Transcribe the lines below, without any change, from the very first one through the line holding "[[[20,300],[18,288],[18,244],[22,233],[0,242],[0,303]]]", both included.

╭──

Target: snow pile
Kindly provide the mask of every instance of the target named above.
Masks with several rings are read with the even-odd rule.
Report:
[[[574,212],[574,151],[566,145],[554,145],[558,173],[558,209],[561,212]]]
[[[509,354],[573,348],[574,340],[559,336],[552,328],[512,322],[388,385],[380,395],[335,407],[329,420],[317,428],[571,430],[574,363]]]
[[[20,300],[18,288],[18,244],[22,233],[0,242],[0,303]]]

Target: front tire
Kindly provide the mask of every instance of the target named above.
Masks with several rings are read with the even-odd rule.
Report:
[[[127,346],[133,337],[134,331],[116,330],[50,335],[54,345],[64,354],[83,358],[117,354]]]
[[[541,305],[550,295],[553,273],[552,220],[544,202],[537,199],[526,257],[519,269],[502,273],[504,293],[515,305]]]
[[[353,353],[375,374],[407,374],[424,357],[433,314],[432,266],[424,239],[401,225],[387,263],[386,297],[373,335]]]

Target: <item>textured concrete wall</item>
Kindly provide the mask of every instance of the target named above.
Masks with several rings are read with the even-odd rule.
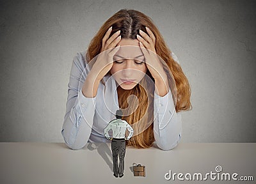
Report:
[[[73,57],[122,8],[150,17],[190,82],[182,142],[256,141],[255,1],[1,1],[0,141],[63,142]]]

╰──

- **EXPECTED OUTPUT**:
Target: snow pile
Kindly provide the mask of every instance of the target named above.
Masks with several rings are read with the even-odd rule.
Report:
[[[574,212],[574,151],[566,145],[554,145],[558,173],[558,209],[561,212]]]
[[[509,354],[573,348],[574,340],[559,336],[552,328],[512,322],[388,385],[380,395],[335,407],[329,420],[317,428],[571,430],[574,363]]]
[[[20,300],[18,288],[18,244],[22,233],[0,242],[0,303]]]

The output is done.